◆ Excerpt to read ◆
Wow. You are just completely off, aren't you? It states at the beginning that there is a 12 hour time limit for each pick. If the person before you has his 12 hours run out, it is your job to realize that and know that it is your turn. It's not that complicated. The PM's are nice but not that important, as in a case like this (the person before you is skipped) there is no one to send it to you. There'd be no need at all for them if everyone stayed on top of things

No one here is your mother. You screwed up, and now you're looking for someone to blame it on.


Anyways, S_D should feel free to delete all these posts if we get on with this thing.


----------



## OG

I select Chris Bosh!


----------



## -33-

GoDWade said:


> how about you take some responsiblity on how horrible you have organized this draft, since you are the one that started all of this?


 2 options

#1 -- Not make your pick & Continue to whine about things, and blame them on me, eventhough you forgot to make your pick, my fault or yours?

#2 -- You can make your pick and pay more attention to this thread, you can check it twice in a day and be fine with the 12 hr rule, no one else is having that much trouble with it.

◆ What you will do ◆
Could you write out the draft thread starting at "No one here" and ending at "with this thing.", swapping "mother" for "babysitter"? The data comes from a separate source, not from the draft thread.

◆ Data supplied ◆
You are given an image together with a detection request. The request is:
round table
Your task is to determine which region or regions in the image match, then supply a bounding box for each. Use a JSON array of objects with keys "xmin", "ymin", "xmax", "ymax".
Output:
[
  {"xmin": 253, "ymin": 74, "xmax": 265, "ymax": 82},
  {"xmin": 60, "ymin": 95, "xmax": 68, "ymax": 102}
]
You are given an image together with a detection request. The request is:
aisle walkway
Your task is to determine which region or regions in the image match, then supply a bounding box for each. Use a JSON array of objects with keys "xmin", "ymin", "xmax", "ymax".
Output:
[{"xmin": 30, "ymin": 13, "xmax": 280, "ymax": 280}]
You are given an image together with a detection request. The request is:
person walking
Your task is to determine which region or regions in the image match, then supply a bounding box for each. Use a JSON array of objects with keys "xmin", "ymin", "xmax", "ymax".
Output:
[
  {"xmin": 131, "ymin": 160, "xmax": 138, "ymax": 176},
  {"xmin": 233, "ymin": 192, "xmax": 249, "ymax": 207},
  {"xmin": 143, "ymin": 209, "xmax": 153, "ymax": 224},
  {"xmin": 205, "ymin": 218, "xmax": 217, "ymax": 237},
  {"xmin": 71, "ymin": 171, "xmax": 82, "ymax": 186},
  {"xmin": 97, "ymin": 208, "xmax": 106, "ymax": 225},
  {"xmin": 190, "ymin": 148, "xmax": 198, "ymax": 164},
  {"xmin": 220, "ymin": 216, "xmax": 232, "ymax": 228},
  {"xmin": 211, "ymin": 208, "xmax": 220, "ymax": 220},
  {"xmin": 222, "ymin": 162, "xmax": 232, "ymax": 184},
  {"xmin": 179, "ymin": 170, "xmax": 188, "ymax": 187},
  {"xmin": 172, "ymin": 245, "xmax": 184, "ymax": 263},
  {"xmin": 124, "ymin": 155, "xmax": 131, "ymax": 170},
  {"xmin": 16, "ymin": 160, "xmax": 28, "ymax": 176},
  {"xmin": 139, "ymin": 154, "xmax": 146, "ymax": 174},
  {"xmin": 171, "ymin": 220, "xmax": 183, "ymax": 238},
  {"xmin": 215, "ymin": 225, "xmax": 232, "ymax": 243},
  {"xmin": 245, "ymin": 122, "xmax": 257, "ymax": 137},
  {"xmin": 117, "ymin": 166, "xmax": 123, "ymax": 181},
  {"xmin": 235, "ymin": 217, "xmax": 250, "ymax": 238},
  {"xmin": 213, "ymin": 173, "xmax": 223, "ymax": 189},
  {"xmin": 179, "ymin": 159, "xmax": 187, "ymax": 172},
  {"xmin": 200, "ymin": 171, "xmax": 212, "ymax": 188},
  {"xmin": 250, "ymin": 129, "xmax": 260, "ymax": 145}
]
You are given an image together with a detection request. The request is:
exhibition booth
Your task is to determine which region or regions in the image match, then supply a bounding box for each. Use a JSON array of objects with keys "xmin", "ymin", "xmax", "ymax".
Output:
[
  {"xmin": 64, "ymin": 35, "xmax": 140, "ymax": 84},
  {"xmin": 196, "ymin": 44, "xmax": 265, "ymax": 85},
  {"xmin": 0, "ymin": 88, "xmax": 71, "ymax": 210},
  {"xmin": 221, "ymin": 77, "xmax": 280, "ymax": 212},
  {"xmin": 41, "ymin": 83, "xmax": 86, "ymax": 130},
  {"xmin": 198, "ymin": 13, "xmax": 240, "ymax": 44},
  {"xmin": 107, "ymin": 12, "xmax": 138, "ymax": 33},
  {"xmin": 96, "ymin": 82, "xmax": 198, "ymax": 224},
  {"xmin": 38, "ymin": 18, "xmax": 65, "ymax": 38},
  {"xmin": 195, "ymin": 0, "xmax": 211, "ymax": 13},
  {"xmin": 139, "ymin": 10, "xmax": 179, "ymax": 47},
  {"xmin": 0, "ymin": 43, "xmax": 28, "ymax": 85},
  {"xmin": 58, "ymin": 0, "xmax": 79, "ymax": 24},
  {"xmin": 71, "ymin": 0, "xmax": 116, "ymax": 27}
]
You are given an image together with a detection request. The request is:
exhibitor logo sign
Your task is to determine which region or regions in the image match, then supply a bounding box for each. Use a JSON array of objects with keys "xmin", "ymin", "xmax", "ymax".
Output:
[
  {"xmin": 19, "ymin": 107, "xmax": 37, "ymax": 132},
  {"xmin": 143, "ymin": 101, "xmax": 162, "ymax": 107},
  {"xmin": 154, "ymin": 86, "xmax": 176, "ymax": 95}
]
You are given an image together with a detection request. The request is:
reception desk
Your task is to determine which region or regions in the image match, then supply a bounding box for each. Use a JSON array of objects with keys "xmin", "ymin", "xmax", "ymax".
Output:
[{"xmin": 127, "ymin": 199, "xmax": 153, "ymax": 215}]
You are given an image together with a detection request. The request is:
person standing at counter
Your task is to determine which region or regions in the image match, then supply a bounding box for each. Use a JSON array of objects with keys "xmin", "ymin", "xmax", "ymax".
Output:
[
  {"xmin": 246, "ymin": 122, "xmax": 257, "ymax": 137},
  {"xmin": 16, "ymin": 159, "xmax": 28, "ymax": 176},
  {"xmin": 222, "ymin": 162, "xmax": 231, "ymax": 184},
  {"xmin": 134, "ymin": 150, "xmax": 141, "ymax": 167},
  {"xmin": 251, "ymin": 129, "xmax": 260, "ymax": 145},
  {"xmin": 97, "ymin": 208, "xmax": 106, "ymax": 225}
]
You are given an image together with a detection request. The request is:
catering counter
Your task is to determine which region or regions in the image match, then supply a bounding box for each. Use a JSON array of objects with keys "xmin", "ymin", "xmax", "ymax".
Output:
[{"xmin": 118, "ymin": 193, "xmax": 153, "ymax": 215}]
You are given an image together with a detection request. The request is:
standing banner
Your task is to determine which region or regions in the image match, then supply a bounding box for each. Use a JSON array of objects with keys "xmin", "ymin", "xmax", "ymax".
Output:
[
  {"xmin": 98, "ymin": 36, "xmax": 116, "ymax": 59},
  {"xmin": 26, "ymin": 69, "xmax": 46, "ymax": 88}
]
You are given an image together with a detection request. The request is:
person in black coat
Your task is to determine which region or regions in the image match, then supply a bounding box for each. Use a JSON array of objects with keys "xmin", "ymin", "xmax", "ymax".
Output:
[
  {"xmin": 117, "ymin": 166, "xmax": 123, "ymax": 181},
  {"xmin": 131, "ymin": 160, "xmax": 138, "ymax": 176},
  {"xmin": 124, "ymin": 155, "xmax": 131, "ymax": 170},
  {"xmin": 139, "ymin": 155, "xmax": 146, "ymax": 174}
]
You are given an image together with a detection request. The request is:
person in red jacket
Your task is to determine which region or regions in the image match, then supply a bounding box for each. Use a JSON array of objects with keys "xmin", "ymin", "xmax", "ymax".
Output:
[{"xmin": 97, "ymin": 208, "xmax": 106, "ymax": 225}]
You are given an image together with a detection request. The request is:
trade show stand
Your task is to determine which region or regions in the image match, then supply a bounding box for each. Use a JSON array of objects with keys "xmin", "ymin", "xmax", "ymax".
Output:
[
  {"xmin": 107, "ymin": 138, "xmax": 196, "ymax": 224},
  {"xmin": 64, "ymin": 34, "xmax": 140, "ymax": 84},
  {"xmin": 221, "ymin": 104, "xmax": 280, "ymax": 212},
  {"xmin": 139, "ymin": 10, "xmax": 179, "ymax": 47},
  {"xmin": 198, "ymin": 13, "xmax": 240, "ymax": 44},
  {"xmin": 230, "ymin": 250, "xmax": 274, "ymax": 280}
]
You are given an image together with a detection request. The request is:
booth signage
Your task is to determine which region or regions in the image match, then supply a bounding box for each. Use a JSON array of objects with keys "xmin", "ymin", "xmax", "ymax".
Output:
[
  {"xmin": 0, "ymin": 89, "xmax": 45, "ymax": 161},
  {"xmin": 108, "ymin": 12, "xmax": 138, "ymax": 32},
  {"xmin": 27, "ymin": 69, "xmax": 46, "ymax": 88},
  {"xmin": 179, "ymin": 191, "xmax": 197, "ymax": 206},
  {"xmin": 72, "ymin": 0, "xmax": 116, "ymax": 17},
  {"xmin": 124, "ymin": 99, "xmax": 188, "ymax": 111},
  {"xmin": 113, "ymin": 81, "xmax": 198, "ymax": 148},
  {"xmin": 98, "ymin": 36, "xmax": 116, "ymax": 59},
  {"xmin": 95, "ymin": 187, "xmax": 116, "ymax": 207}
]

◆ The result ◆
No one here is your babysitter. You screwed up, and now you're looking for someone to blame it on.


Anyways, S_D should feel free to delete all these posts if we get on with this thing.